-- YOUR INSTRUCTIONS --
Return each entry exactly, so that nothing in the data differs from the original.
(SUPPLIED DATA Opens)
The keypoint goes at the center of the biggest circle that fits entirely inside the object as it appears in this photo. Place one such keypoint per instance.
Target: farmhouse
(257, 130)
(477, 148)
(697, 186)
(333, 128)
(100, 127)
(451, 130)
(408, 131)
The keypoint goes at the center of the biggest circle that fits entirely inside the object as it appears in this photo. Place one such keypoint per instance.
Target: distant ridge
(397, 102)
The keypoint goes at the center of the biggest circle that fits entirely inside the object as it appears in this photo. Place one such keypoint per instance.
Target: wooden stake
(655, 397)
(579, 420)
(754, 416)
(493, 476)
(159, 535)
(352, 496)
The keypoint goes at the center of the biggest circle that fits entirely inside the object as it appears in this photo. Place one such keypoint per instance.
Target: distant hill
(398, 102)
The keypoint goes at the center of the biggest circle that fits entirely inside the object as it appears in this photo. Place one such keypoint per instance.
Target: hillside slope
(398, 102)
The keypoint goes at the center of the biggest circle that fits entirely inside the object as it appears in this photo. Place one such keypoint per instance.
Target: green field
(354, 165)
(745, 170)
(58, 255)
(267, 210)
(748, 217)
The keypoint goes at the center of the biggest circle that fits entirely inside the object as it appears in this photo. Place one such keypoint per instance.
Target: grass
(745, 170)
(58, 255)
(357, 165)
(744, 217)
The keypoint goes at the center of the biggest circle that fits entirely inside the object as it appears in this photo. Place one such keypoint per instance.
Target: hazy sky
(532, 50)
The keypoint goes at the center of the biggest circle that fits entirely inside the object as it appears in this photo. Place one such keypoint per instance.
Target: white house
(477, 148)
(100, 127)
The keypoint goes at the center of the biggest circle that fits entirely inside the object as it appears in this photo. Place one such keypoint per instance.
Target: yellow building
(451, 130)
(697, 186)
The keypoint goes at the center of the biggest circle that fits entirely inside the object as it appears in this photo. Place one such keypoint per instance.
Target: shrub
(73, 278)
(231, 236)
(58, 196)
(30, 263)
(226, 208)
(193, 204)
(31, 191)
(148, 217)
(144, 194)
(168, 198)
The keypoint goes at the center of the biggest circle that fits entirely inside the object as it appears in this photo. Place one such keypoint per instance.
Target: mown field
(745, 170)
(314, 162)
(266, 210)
(SUPPLIED DATA Closes)
-- WRITTEN RESPONSE --
The keypoint goes at the center of the biggest circle that fits entirely inside the object as it appears in this photo. Place one such keypoint per instance.
Target: farmhouse
(257, 130)
(477, 148)
(697, 186)
(333, 128)
(100, 127)
(451, 130)
(408, 131)
The keypoint goes at the center of the biggest circle that fits entirely inside the object as it appears in this photo. Place one such keypoint per instance.
Target: distant ridge
(397, 102)
The keypoint goes at the center of the biggest circle that fits entirely inside the object as it appears in this photo. Place one such keypoint per instance.
Target: wooden stake
(655, 397)
(579, 420)
(754, 416)
(493, 476)
(159, 535)
(352, 496)
The keypoint goes at the center of the biggest circle that fits entirely inside the object as it appears in this photo. Place one such keypoint per instance.
Target: distant hill
(398, 102)
The keypoint goes at the center of the biggest circle that fits entirely inside the object as it appears in this photo. Place one such keypoint per instance.
Target: hillside slope
(398, 102)
The keypoint goes at the center of the biggest circle that fits entirely inside the object as it appears in this photo. Place one such keypoint per instance.
Target: green field
(354, 165)
(745, 170)
(58, 255)
(267, 210)
(748, 217)
The keypoint goes at the center of the biggest circle that fits entirely inside the object as it appears in this photo. Place one such keypoint per instance.
Target: grass
(745, 170)
(58, 255)
(357, 165)
(744, 217)
The keypoint goes at the center of the biggest circle that fits entirely inside the object as it appears in this photo. Place one such keypoint per instance.
Target: hazy sky
(532, 50)
The keypoint goes at the center of the biggest circle that fits entirely inside the object as it appears in this photo. Place one such keypoint per instance.
Target: white house
(477, 148)
(100, 127)
The keypoint goes at the center of the biggest circle that fits entirely inside the object as it appears in this photo. Place one such keypoint per instance.
Target: yellow building
(451, 130)
(697, 186)
The keypoint goes at the center of the biggest circle that fits entirely inside the object as it appears in this photo. Place one such keypoint per instance.
Target: shrub
(73, 278)
(231, 236)
(58, 196)
(30, 263)
(226, 208)
(193, 204)
(31, 191)
(148, 217)
(144, 194)
(168, 198)
The keypoint goes at the center of the biggest circle that fits entirely inside the object as it appears in this photo. Place one such keypoint per instance.
Target: mown field
(745, 170)
(314, 162)
(266, 210)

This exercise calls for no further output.